All lines holding the word "driftwood" should be located in the records and copied.

(Collected data)
^^^^^^^^^^^^^^^^

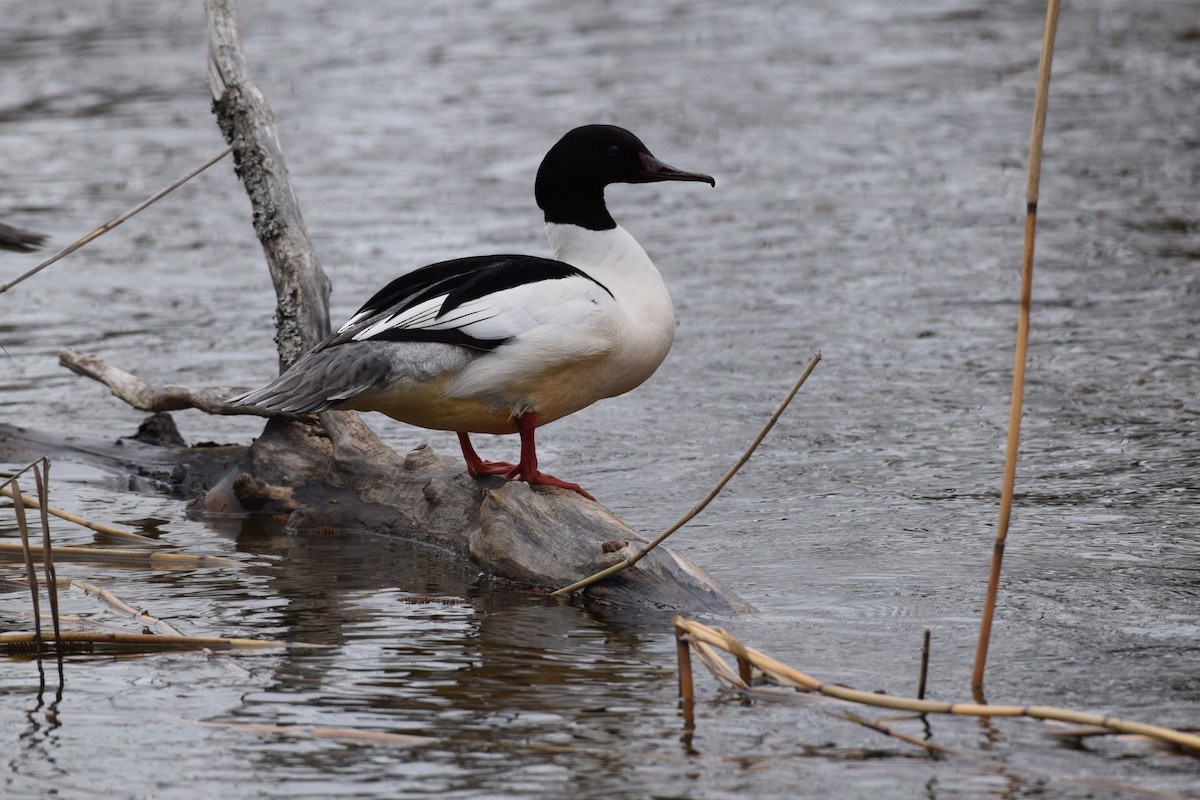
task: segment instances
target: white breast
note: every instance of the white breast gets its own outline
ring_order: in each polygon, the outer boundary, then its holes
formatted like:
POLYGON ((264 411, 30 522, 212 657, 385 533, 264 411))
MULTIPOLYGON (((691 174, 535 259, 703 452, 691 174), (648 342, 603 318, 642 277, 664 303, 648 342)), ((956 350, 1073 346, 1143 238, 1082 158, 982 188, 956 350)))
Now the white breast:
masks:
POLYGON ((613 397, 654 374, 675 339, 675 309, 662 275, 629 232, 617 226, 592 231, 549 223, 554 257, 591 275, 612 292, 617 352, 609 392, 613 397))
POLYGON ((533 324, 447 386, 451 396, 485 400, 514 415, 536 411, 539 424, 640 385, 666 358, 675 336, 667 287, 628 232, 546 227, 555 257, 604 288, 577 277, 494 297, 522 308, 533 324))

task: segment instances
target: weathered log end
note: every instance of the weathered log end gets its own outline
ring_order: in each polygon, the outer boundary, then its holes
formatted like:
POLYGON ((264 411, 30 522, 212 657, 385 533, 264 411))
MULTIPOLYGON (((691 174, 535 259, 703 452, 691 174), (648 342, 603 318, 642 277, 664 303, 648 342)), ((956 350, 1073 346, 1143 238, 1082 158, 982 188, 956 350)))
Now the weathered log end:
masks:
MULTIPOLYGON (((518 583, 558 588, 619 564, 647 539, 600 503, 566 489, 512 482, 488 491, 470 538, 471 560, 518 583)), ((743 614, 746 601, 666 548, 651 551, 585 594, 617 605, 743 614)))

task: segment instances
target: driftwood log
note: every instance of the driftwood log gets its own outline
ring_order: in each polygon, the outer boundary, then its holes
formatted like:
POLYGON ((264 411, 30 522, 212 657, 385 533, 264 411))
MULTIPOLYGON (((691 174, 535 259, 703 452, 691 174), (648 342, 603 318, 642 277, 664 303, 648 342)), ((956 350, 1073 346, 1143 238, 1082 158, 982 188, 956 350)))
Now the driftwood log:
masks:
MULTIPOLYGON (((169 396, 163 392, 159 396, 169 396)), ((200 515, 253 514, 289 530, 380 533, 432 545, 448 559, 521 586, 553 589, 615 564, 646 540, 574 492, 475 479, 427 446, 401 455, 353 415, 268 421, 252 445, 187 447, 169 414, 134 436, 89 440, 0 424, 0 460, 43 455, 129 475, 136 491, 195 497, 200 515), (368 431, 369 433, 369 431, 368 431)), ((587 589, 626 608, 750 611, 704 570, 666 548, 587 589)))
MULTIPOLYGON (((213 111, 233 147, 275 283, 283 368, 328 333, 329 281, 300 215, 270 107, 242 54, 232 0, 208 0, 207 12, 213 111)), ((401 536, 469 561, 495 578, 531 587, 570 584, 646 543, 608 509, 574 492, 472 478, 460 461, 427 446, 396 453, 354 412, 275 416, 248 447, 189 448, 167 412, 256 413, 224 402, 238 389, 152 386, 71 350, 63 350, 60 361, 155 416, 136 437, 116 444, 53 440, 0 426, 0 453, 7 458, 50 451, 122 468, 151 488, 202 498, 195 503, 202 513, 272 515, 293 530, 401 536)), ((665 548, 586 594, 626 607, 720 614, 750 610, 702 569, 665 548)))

^^^^^^^^^^^^^^^^

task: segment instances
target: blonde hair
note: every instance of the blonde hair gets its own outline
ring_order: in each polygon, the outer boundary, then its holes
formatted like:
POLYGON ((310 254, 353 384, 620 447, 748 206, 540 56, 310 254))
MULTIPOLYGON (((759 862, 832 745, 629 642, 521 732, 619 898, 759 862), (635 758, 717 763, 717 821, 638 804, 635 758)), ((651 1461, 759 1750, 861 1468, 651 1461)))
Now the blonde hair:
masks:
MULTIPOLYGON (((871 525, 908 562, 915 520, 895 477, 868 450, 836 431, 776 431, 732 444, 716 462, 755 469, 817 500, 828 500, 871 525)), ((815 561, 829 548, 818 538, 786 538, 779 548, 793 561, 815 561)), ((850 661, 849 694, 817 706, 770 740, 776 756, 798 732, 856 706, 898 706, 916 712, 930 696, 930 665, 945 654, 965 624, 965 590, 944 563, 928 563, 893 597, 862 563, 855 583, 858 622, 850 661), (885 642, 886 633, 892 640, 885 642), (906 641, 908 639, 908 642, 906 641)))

^^^^^^^^^^^^^^^^

● **Answer box**
target: driftwood log
note: every instance of the driftwood log gets its own outline
Now the driftwood log:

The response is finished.